Task details:
From the items below, please pull out the lines starting at the line containing "of the roof" and ending at the line containing "Target: roof vent", both included. Reproduce only those lines, without changing a character.
## start Data records
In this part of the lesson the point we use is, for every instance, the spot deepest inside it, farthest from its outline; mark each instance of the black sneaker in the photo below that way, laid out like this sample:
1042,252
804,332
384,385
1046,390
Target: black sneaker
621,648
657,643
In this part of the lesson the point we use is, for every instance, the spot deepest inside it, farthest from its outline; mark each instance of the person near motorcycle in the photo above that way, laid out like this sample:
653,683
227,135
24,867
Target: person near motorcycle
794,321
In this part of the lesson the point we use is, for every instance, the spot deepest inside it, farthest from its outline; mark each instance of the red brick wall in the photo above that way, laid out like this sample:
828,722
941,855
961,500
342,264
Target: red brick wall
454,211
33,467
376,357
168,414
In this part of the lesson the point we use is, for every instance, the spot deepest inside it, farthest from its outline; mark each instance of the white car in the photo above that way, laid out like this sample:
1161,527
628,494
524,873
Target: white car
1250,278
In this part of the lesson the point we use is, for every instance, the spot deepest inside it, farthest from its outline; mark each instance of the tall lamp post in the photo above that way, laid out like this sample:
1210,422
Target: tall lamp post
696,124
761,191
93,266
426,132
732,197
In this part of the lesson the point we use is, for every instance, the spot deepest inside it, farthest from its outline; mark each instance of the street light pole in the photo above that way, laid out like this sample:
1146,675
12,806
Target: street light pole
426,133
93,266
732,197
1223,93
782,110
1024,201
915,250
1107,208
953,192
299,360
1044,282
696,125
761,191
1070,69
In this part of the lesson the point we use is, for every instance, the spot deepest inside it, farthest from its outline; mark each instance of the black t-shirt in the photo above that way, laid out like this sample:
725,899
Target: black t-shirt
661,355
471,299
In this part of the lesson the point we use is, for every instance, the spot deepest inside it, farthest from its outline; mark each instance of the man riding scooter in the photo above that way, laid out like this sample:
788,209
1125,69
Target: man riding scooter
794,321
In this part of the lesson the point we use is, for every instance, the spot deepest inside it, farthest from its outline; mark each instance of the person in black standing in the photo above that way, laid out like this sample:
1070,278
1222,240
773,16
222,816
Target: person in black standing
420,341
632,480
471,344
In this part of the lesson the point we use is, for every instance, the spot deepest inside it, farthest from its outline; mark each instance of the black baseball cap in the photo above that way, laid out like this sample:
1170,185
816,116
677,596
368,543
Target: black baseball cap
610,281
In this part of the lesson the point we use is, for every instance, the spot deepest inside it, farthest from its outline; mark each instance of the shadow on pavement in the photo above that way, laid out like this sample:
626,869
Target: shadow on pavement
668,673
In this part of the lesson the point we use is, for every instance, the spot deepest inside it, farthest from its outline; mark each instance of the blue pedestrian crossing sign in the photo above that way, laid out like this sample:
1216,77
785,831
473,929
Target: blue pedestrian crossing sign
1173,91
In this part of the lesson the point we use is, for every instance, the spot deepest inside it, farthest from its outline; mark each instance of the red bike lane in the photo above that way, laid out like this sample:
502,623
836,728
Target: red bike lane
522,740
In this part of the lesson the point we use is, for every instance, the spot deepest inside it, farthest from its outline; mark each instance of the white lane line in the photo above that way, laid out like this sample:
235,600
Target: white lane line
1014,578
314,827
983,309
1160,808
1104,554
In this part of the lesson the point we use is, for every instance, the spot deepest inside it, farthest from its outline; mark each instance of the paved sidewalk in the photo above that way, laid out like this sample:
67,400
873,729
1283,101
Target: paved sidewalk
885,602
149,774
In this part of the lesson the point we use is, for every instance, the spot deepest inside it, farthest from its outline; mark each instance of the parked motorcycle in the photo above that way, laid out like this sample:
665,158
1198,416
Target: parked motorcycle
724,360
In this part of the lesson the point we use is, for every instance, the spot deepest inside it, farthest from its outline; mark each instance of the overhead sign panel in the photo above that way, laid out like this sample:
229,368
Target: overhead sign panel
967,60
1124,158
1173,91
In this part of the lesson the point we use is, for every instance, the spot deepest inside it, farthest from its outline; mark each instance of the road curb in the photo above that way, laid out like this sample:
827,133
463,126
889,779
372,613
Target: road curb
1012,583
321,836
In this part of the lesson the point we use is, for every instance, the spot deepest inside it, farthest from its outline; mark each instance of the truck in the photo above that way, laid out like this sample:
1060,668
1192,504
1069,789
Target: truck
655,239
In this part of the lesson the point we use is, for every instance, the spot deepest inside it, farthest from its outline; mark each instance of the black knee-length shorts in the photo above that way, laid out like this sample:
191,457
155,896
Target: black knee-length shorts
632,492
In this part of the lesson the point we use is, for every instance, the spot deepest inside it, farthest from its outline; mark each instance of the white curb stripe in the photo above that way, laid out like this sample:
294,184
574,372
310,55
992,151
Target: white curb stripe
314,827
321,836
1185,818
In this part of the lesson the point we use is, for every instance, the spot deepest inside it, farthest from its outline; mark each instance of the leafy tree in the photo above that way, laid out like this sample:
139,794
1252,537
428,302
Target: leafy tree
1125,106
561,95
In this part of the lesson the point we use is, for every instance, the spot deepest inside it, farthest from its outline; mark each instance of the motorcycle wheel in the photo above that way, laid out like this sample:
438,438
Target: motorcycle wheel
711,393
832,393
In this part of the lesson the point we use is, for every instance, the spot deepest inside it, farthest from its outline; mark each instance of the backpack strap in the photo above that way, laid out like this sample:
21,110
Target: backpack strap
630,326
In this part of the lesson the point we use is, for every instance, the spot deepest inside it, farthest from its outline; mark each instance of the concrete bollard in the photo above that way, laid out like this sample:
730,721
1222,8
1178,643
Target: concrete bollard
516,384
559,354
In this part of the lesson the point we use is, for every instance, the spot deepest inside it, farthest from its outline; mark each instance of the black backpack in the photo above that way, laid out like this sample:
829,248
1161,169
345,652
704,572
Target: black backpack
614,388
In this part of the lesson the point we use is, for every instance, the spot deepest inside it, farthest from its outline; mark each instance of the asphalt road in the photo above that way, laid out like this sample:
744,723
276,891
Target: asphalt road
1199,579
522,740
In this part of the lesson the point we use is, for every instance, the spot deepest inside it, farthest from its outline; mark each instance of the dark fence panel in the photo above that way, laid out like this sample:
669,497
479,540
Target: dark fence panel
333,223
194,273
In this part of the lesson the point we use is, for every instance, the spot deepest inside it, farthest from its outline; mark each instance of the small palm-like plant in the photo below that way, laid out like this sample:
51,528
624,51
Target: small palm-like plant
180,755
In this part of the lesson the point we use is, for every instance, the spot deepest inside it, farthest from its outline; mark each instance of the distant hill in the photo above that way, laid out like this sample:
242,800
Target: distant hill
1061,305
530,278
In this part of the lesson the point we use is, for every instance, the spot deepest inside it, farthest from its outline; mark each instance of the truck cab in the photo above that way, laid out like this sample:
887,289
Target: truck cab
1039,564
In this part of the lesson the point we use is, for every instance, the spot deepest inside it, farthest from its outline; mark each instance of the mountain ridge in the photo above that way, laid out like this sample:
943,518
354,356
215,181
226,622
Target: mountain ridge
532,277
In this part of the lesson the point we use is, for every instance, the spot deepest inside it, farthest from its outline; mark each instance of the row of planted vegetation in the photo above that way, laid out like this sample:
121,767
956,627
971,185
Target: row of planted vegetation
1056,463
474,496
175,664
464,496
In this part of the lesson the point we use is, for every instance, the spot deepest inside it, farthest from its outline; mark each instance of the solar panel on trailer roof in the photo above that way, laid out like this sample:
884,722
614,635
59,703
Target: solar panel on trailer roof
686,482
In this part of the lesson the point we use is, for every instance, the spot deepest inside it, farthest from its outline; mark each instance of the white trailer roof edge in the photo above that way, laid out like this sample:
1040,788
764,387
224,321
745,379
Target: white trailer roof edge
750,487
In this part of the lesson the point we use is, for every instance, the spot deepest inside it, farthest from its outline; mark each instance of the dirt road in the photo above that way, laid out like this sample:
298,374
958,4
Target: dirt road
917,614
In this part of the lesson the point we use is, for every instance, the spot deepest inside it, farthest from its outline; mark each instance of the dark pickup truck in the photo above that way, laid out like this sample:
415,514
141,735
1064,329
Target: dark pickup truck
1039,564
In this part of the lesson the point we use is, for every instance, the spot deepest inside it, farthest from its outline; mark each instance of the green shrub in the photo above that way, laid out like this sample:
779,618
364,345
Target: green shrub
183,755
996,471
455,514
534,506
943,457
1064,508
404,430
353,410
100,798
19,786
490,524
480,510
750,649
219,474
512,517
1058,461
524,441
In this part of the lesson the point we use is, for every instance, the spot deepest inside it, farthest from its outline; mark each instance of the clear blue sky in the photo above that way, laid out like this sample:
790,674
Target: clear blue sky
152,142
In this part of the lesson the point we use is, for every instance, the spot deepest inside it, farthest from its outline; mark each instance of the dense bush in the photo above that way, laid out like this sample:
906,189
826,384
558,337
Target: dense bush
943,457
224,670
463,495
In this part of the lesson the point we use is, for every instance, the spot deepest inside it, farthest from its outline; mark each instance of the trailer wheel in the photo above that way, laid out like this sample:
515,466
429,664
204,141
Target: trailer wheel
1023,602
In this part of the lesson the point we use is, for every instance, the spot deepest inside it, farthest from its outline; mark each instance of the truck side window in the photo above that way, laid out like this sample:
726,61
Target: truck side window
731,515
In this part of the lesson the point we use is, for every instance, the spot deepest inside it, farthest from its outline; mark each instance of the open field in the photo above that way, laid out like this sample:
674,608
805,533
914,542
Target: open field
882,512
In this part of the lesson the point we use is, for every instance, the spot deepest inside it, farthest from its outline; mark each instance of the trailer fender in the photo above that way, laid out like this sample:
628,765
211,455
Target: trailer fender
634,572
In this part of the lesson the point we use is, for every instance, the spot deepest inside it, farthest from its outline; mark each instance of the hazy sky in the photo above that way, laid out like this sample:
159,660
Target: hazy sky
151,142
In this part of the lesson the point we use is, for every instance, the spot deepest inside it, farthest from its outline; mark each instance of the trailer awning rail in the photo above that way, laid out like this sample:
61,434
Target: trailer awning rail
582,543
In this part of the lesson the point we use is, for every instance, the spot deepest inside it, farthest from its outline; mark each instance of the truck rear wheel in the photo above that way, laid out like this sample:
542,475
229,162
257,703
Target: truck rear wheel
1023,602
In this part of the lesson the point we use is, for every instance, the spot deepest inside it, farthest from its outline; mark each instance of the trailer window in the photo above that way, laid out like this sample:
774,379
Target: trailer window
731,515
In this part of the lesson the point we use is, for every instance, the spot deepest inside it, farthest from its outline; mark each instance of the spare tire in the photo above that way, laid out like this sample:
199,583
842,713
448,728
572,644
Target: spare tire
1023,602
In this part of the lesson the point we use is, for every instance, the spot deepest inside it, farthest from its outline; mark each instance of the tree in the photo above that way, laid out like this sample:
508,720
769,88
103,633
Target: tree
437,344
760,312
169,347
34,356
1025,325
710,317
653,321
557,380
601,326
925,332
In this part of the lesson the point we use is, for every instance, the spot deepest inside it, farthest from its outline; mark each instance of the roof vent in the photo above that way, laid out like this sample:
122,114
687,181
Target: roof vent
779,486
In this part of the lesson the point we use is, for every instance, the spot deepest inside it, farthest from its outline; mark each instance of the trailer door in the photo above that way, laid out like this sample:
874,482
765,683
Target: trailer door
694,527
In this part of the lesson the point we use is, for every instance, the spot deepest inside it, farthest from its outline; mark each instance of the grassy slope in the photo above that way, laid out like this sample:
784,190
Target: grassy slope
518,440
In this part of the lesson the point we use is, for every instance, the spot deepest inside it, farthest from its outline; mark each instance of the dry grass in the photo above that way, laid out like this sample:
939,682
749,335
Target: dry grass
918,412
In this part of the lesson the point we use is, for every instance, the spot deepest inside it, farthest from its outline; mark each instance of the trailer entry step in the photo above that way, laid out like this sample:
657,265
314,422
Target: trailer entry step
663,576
## end Data records
Solution to this problem:
In this part of the lesson the point we use is, for every instance, the spot deepest inside it, farthest from its outline; mark each instance of the roof vent in the photo above that way, laid out like this sample:
122,114
687,181
Target: roof vent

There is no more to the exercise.